#### Data excerpts ####

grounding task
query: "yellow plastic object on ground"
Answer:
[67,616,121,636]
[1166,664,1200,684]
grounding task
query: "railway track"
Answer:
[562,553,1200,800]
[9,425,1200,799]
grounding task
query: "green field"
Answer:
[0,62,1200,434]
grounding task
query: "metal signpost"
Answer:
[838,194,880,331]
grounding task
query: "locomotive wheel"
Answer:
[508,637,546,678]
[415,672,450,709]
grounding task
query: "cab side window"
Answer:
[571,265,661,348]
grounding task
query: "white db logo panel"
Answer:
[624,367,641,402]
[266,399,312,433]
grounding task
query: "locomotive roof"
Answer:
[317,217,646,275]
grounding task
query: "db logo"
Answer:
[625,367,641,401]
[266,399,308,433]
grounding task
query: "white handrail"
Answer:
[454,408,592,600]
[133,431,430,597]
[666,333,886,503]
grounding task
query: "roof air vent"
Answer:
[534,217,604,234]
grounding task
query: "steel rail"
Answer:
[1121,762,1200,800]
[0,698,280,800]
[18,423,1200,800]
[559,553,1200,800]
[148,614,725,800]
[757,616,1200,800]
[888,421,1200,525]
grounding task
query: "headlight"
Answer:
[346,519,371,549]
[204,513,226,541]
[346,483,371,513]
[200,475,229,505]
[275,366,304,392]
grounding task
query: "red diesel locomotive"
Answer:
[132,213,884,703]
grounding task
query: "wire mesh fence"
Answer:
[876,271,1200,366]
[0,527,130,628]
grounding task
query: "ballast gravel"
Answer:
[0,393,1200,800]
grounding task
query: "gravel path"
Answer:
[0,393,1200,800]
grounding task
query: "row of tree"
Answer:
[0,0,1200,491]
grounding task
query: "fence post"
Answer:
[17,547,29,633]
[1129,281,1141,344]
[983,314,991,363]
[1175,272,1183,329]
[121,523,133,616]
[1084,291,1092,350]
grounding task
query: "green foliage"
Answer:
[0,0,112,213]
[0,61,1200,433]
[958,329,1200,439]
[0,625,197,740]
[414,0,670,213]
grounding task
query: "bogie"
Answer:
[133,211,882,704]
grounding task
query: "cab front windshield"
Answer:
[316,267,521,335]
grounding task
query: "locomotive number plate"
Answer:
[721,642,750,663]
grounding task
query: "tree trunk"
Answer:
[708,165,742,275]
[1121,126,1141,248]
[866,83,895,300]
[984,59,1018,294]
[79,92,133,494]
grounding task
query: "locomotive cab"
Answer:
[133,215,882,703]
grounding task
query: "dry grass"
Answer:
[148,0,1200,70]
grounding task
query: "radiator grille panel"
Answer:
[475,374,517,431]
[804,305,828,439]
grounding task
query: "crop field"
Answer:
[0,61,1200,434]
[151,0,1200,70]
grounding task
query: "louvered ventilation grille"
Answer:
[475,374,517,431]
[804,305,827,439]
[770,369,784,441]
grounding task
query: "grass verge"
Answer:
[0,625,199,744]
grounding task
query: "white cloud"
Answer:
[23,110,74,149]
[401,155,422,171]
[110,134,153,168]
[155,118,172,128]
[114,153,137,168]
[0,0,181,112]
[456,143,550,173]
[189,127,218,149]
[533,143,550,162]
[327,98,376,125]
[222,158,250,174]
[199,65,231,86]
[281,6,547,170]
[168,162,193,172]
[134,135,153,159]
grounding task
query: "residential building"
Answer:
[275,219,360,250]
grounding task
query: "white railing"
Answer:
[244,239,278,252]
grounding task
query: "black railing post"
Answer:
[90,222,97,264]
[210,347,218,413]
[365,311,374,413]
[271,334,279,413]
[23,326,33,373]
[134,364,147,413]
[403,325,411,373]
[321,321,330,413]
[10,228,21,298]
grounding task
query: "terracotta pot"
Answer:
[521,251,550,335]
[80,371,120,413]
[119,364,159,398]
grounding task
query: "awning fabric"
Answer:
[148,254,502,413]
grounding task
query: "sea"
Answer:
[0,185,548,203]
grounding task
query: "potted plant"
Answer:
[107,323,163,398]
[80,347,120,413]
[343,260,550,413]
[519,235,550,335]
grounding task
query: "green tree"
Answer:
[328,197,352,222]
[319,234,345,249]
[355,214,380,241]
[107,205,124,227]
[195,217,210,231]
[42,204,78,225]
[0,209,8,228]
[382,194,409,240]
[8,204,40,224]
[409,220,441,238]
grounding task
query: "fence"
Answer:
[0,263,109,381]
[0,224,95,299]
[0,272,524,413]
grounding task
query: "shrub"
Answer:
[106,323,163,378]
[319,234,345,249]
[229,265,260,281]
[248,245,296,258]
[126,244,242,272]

####

Direction :: Please reproduce all of the entries exactly as they stand.

Right answer ::
grounding task
query: "yellow plastic object on ground"
Answer:
[67,616,121,636]
[1166,664,1200,684]
grounding task
query: "railway track"
Answer:
[562,553,1200,800]
[9,425,1200,799]
grounding task
query: "green field"
Answer:
[0,62,1200,434]
grounding task
query: "metal signpost"
Answer:
[838,194,880,331]
grounding task
query: "locomotive wheel"
Answer:
[508,637,546,678]
[415,672,450,709]
grounding task
query: "cab side window"
Answer:
[571,265,661,348]
grounding task
query: "white db logo panel"
Answer:
[624,367,641,402]
[266,399,312,433]
grounding task
query: "locomotive roof"
Answer:
[317,217,646,275]
grounding task
query: "db logo"
Answer:
[625,367,641,401]
[266,399,308,433]
grounding task
query: "white handrail"
Answer:
[454,408,592,600]
[133,431,430,597]
[666,333,886,503]
grounding task
query: "roof air vent"
Answer:
[534,217,604,234]
grounding task
query: "steel rail"
Answer:
[1121,762,1200,800]
[0,698,280,800]
[18,423,1200,800]
[559,553,1200,800]
[148,614,725,800]
[757,616,1200,800]
[888,421,1200,525]
grounding task
query: "headlight"
Answer:
[346,519,371,549]
[204,513,226,541]
[346,483,371,513]
[200,475,229,505]
[275,366,304,392]
grounding task
query: "red diesel locomotive"
Answer:
[132,213,884,703]
grounding task
query: "wire mesh fence"
Answer:
[876,271,1200,366]
[0,527,130,628]
grounding task
query: "ballast gravel"
Answer:
[0,393,1200,800]
grounding task
query: "gravel path"
Answer:
[0,393,1200,800]
grounding task
query: "row of tree"
Answer:
[0,0,1200,491]
grounding task
query: "fence post"
Answer:
[17,547,29,633]
[1129,281,1141,344]
[983,314,991,363]
[1175,272,1183,329]
[121,523,133,616]
[1084,291,1092,350]
grounding task
query: "green foliage"
Answer:
[0,0,112,213]
[0,61,1200,433]
[958,329,1200,439]
[0,625,197,740]
[414,0,670,213]
grounding task
query: "bogie"
Answer:
[133,211,882,704]
grounding task
query: "cab front windshield"
Answer:
[316,267,521,335]
grounding task
query: "locomotive number plate"
Answer:
[721,642,750,663]
grounding task
query: "tree trunk"
Answer:
[708,165,742,275]
[1121,126,1141,248]
[866,83,895,300]
[984,59,1018,294]
[79,92,133,494]
grounding task
query: "locomotive cab"
Answer:
[133,215,882,703]
grounding task
query: "dry grass"
Answer:
[148,0,1200,70]
grounding task
query: "radiator grille panel"
Answer:
[475,374,517,431]
[804,305,828,439]
grounding task
query: "crop field"
Answer:
[0,61,1200,434]
[151,0,1200,70]
grounding task
query: "louvered ventilation grille"
Answer:
[475,374,517,431]
[804,305,827,439]
[770,369,784,441]
grounding task
query: "grass verge"
Answer:
[0,625,199,744]
grounding task
query: "white cloud"
Answer:
[23,110,74,149]
[401,155,422,171]
[110,134,153,168]
[155,118,172,128]
[114,153,137,168]
[0,0,181,112]
[456,143,550,173]
[189,127,218,149]
[533,143,550,162]
[327,98,376,125]
[222,158,250,174]
[199,65,231,86]
[281,6,547,170]
[168,162,193,172]
[134,135,153,159]
grounding task
query: "residential building"
Answer:
[275,219,360,250]
grounding task
query: "white railing"
Answer:
[244,239,278,252]
grounding task
query: "black railing post"
Answer:
[90,222,97,264]
[210,347,218,413]
[365,311,374,413]
[271,334,279,413]
[23,326,33,373]
[134,364,147,413]
[403,325,411,373]
[321,321,330,413]
[10,228,21,298]
grounding task
query: "terracotta pot"
Answer:
[521,251,550,335]
[80,371,120,413]
[119,364,159,398]
grounding task
query: "awning fabric"
Answer:
[148,254,502,413]
grounding task
query: "sea"
Answer:
[0,185,548,203]
grounding task
query: "potted plant"
Answer:
[107,323,163,398]
[80,347,120,413]
[343,260,550,413]
[519,235,550,335]
grounding task
query: "green tree"
Answer:
[328,197,352,222]
[319,234,345,249]
[355,214,380,241]
[107,205,124,227]
[195,217,210,231]
[42,204,78,225]
[0,209,8,228]
[382,194,409,240]
[8,204,40,224]
[409,220,441,238]
grounding task
query: "fence"
Answer:
[0,263,109,381]
[0,224,95,299]
[0,272,524,413]
grounding task
query: "shrub"
Answer:
[106,323,163,378]
[319,234,345,249]
[229,265,260,281]
[248,245,296,258]
[126,244,242,272]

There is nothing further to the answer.